▶ _TASK DESCRIPTION_
Copy word for word the part of the listing below that opens with the line containing "The endpoint marks every instance of the white fur" and closes with the line containing "The endpoint marks every instance of the blue", keeping both of those lines.

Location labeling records

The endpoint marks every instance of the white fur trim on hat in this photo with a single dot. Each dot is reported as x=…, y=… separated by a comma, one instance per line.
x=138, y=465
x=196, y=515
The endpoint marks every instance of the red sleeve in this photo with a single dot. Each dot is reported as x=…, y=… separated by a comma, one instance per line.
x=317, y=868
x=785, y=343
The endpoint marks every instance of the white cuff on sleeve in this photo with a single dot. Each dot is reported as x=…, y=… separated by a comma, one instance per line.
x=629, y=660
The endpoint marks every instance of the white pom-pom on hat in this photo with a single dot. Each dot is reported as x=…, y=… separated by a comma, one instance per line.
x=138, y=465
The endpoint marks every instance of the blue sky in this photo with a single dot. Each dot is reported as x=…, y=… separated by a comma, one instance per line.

---

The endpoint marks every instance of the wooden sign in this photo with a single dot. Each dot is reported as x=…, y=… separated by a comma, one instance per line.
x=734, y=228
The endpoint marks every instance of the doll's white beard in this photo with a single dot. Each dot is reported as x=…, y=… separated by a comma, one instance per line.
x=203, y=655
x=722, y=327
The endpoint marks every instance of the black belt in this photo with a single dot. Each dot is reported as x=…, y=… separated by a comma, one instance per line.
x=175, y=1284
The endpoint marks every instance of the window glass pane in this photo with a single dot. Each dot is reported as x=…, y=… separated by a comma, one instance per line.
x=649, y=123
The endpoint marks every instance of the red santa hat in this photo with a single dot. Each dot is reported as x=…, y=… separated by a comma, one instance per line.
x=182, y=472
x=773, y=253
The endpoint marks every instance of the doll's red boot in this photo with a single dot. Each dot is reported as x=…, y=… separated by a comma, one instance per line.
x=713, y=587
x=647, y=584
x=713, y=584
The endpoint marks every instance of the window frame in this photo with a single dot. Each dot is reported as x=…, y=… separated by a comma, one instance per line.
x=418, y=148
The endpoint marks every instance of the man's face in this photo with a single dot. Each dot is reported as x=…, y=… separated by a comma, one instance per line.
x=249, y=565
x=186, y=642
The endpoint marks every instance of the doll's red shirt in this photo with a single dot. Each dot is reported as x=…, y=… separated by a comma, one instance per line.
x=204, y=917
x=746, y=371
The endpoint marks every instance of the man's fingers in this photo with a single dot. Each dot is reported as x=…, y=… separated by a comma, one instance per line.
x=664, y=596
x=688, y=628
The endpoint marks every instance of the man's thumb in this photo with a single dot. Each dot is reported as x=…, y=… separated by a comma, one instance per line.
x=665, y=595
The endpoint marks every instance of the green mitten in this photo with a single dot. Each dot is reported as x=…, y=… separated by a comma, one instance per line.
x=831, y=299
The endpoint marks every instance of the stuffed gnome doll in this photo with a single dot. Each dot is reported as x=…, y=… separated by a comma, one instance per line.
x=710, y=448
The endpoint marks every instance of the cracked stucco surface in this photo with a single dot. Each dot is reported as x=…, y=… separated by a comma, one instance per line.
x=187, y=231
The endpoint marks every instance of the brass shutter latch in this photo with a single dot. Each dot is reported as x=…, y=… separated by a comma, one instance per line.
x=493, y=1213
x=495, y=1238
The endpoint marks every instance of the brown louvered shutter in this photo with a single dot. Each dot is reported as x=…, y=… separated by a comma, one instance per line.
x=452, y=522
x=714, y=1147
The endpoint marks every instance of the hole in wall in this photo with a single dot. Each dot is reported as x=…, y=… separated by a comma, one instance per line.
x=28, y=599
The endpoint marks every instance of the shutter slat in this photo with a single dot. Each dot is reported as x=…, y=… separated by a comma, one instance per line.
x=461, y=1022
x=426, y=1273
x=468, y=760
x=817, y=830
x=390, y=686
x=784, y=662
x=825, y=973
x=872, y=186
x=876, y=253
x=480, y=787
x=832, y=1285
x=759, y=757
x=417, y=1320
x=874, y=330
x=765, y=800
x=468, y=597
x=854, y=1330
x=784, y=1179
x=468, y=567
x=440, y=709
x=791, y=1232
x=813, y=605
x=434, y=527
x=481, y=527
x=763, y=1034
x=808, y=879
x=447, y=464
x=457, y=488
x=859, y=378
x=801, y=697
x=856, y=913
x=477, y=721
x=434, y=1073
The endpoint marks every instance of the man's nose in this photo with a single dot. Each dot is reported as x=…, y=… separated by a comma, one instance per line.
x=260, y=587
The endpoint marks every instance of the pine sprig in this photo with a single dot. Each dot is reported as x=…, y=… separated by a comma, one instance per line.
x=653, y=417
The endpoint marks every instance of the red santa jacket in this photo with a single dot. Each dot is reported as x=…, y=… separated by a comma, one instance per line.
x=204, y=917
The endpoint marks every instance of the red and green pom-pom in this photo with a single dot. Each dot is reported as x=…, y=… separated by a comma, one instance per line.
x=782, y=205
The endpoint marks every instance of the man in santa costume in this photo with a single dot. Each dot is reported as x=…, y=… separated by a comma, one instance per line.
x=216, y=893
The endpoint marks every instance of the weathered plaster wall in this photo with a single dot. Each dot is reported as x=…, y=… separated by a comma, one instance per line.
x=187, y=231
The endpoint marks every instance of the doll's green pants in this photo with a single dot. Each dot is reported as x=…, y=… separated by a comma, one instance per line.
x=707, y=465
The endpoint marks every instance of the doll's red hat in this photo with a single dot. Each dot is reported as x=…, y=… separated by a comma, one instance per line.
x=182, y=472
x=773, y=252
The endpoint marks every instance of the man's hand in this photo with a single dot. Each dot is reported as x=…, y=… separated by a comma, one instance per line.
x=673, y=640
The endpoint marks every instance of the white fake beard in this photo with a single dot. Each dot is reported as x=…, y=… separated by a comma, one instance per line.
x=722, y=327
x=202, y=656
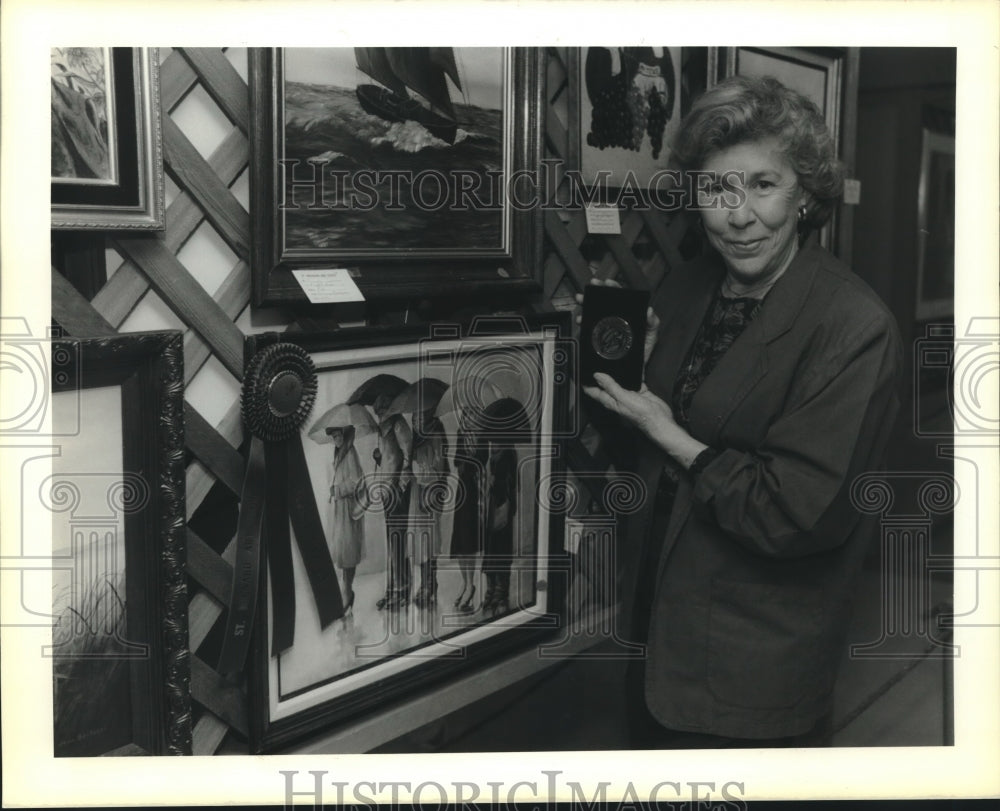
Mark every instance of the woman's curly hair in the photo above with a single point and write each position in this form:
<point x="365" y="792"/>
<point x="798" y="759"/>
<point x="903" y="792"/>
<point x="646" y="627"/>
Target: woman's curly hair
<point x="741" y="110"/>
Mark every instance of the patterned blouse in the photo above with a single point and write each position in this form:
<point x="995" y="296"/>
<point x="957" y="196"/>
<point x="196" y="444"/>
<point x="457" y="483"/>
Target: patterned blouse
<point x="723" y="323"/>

▶ _EXERCISE ANSWER_
The endpoint marks every instance of the white fur trim on hat in this photo with a single dot. Each dot is reported as x=…, y=… separated by a comma, one instance per line.
x=138, y=465
x=196, y=515
The endpoint marks every instance of the red sleeve in this photo with a single dot. Each dot is reported as x=…, y=… separated by a comma, one instance per line.
x=317, y=868
x=785, y=343
The endpoint marks every instance of the white cuff on sleeve in this photo with a single dot. Each dot is reported as x=…, y=… separated by a comma, one instance per line.
x=629, y=660
The endpoint marks every instance of the white pom-pom on hat in this photo with a single dot. Each dot is reported as x=…, y=… separated by a comma, one instance per line.
x=138, y=465
The endpoint marks every instance of the blue sky in this photo with a single dot. Each dot is reported as x=…, y=… separated by a comma, one instance per line.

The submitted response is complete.